Provided records:
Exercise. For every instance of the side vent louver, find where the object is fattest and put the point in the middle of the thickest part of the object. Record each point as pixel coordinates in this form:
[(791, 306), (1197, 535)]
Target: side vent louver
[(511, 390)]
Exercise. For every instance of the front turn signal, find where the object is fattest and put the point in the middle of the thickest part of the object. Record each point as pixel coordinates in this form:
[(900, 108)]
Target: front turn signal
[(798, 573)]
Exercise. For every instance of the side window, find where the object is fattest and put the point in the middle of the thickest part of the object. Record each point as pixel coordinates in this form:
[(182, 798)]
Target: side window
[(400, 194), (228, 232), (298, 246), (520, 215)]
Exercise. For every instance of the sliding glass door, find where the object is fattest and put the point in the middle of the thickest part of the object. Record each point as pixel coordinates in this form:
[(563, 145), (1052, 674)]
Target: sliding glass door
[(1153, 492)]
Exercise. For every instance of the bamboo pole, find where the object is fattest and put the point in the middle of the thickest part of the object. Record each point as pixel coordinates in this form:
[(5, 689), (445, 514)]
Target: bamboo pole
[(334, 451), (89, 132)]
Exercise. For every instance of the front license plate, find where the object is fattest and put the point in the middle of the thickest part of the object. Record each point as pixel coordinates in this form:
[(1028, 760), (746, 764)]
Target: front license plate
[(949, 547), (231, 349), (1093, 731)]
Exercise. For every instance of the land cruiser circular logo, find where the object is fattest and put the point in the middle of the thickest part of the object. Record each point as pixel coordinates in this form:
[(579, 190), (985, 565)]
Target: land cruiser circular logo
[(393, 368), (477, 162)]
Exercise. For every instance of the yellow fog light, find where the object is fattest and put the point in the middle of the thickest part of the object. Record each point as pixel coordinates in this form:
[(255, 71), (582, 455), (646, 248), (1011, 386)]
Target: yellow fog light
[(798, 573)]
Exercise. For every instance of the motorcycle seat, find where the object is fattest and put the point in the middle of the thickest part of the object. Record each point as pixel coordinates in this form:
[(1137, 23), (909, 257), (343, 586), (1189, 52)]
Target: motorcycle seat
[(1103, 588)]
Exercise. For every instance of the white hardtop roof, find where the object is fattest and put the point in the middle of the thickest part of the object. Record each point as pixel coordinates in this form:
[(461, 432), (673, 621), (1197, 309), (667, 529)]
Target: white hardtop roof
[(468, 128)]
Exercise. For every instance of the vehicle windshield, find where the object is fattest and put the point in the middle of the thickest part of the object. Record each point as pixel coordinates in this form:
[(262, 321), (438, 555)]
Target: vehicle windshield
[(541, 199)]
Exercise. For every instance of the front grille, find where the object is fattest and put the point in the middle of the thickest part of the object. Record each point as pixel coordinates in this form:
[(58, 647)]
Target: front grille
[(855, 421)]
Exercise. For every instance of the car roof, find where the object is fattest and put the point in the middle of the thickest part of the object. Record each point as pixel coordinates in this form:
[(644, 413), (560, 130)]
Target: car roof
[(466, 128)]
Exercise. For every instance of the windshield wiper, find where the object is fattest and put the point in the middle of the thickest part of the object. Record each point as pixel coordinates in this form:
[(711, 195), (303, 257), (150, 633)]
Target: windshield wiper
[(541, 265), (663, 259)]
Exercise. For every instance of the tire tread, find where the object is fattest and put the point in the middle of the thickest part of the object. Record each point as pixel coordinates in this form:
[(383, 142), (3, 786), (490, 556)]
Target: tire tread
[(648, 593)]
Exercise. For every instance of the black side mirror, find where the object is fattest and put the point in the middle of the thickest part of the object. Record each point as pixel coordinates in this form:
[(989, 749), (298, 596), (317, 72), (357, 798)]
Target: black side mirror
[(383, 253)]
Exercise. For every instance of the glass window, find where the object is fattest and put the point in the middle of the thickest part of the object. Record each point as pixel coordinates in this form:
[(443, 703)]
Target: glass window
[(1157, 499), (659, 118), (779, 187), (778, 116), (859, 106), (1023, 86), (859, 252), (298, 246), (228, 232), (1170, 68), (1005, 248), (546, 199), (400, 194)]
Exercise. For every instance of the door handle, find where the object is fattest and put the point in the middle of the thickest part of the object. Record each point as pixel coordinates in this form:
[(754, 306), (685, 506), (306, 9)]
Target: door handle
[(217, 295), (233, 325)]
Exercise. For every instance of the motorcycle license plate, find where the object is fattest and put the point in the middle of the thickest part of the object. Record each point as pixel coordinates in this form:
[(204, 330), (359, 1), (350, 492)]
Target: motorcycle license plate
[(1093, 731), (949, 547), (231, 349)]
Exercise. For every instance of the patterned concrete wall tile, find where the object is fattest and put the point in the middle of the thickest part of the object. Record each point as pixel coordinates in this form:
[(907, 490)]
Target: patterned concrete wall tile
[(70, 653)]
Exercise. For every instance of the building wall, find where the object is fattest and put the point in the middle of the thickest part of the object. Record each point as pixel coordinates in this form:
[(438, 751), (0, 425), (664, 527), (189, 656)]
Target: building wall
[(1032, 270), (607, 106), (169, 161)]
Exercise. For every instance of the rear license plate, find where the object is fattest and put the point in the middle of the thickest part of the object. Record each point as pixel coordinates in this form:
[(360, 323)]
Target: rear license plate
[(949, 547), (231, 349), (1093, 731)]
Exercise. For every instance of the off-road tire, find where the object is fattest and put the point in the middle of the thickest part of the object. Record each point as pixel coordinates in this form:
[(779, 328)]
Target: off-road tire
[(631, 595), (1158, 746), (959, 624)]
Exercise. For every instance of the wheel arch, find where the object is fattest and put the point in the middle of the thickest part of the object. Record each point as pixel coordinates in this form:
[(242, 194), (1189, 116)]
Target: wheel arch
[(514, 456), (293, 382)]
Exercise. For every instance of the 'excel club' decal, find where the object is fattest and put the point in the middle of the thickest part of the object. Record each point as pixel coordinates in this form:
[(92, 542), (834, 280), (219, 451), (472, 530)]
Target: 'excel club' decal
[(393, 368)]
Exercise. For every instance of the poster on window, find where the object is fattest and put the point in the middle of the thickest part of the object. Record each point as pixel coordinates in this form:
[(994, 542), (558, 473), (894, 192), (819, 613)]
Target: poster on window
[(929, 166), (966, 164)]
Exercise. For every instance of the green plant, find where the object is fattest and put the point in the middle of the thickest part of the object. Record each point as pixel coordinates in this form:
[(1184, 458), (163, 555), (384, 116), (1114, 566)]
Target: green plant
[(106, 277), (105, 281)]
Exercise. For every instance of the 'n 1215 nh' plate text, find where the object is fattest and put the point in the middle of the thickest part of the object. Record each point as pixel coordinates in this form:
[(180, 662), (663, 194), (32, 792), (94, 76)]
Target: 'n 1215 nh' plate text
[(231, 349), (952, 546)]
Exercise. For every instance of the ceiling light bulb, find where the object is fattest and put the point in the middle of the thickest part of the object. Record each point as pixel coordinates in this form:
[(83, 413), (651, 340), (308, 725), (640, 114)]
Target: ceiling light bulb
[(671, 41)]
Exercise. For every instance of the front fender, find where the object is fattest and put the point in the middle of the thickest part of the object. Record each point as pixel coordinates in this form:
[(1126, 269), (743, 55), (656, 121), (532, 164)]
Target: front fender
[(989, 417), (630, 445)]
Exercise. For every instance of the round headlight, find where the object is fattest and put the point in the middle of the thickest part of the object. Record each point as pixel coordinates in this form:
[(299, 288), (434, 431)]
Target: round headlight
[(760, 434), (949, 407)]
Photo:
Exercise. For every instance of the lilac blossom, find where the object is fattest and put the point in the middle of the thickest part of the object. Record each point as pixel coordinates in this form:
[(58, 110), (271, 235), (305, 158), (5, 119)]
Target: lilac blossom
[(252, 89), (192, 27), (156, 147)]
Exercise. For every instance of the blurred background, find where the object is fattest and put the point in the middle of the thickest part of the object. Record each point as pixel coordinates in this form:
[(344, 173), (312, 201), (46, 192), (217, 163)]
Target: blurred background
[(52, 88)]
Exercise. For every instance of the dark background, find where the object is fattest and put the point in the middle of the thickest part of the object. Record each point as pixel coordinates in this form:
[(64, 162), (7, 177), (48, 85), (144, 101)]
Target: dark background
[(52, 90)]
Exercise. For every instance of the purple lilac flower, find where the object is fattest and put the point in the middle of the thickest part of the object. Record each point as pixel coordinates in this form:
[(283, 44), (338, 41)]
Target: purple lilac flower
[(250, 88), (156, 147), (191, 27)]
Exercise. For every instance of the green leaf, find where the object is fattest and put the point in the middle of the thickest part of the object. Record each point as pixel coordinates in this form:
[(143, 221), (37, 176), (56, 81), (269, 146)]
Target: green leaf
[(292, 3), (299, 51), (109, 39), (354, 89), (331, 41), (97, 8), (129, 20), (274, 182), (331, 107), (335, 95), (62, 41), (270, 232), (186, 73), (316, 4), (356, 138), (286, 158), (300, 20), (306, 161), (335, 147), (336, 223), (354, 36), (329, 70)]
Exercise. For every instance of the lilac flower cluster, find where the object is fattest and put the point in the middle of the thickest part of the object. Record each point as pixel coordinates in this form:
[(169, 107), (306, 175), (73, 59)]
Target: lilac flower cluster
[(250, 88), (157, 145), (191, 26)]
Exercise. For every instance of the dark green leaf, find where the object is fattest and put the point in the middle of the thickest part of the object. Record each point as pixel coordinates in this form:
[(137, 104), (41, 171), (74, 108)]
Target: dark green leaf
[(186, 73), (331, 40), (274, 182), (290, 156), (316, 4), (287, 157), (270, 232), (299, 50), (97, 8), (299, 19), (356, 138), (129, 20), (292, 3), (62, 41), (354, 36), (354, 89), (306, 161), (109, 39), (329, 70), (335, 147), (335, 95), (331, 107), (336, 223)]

What to produce: Turn the lines of the items above, starting with the line that contains "Exercise. For every instance of the patterned" and going on through the line that contains "[(70, 653)]", into a numbered list, leaving out any blank lines.

Solution to this task:
1. Exercise. For every instance of the patterned concrete wall tile, find where the object is fattest and put the point in the middle of the thickest part of the object. Record each point as pixel coordinates in this form:
2. [(907, 490)]
3. Target: patterned concrete wall tile
4. [(70, 653)]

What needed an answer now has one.